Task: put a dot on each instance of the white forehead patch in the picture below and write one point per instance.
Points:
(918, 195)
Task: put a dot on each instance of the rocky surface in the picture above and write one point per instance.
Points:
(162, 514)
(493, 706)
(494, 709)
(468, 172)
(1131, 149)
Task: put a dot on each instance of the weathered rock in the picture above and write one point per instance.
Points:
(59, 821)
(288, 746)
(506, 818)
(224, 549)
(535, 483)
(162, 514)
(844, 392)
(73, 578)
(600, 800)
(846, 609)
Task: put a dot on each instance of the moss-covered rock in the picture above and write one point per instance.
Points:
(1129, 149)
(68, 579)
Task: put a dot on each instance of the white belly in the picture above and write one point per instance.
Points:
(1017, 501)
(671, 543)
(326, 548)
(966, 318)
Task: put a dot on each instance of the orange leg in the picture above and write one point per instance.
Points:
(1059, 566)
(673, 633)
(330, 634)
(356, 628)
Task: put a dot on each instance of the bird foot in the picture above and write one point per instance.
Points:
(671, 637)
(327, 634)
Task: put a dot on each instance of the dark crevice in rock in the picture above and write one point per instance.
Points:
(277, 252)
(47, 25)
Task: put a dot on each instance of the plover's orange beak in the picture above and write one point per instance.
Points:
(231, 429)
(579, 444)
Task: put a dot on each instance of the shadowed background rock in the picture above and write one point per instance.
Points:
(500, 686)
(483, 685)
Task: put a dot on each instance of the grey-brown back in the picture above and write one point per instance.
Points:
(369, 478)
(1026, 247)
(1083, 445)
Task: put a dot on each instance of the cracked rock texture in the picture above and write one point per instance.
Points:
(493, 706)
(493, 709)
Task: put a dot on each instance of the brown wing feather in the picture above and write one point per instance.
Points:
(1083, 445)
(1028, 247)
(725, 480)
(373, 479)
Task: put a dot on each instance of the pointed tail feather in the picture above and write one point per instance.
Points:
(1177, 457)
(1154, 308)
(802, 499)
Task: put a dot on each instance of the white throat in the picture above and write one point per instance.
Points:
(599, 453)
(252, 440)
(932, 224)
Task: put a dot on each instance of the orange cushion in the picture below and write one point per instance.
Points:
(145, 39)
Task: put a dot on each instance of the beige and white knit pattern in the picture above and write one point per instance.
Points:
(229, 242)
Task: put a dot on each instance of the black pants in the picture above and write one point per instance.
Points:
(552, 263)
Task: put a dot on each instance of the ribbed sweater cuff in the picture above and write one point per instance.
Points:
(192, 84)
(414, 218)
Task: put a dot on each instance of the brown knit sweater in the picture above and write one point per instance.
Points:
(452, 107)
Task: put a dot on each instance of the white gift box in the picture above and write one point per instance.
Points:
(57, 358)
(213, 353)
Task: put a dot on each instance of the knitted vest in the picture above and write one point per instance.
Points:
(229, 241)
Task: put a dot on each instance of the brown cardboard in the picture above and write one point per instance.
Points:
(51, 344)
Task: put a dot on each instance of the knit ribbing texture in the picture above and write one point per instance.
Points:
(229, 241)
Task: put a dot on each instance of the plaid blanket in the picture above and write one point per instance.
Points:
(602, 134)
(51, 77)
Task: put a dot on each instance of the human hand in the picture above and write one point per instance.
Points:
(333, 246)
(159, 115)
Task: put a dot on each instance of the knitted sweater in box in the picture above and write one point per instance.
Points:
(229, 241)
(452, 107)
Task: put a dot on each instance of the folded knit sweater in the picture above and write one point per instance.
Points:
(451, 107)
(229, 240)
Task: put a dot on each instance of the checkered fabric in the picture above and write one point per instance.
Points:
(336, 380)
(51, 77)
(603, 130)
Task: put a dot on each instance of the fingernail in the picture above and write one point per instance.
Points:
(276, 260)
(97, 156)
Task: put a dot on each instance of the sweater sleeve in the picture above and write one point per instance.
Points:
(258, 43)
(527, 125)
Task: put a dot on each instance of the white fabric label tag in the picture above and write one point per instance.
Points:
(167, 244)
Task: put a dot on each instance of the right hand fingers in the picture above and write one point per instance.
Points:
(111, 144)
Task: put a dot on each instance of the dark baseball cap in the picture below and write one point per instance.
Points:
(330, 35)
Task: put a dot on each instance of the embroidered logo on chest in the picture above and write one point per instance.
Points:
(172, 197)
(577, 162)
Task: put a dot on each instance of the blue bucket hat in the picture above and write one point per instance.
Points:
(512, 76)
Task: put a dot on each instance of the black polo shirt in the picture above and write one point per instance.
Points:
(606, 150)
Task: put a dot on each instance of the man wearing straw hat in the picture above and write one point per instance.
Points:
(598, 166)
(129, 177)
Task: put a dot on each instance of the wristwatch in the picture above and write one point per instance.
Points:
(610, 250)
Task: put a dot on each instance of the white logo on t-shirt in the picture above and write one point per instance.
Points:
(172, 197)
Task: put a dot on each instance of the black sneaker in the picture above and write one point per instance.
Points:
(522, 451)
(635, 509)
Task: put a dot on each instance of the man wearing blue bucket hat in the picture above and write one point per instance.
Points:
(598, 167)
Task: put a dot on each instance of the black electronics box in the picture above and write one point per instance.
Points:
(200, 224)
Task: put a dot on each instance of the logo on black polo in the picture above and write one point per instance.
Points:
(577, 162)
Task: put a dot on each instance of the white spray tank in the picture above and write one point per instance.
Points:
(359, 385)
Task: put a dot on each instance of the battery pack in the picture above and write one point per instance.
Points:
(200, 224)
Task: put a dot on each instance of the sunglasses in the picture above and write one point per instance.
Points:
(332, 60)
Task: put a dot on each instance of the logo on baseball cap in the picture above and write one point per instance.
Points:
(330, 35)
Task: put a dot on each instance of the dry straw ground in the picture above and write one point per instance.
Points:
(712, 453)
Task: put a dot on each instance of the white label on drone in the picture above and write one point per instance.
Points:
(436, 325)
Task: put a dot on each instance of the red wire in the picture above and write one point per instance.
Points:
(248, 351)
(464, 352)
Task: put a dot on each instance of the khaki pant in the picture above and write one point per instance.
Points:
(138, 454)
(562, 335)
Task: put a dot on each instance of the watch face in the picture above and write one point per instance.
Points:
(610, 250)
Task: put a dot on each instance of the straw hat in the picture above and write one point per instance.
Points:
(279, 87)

> **What is expected**
Look through the material above for the string "blue" and copy each line that has it.

> **Answer**
Task: put a dot on each instance of the blue bucket hat in the picture above and write one point per instance.
Task: put a dot on each instance of the man wearing blue bucket hat in the picture above and write one point per instance.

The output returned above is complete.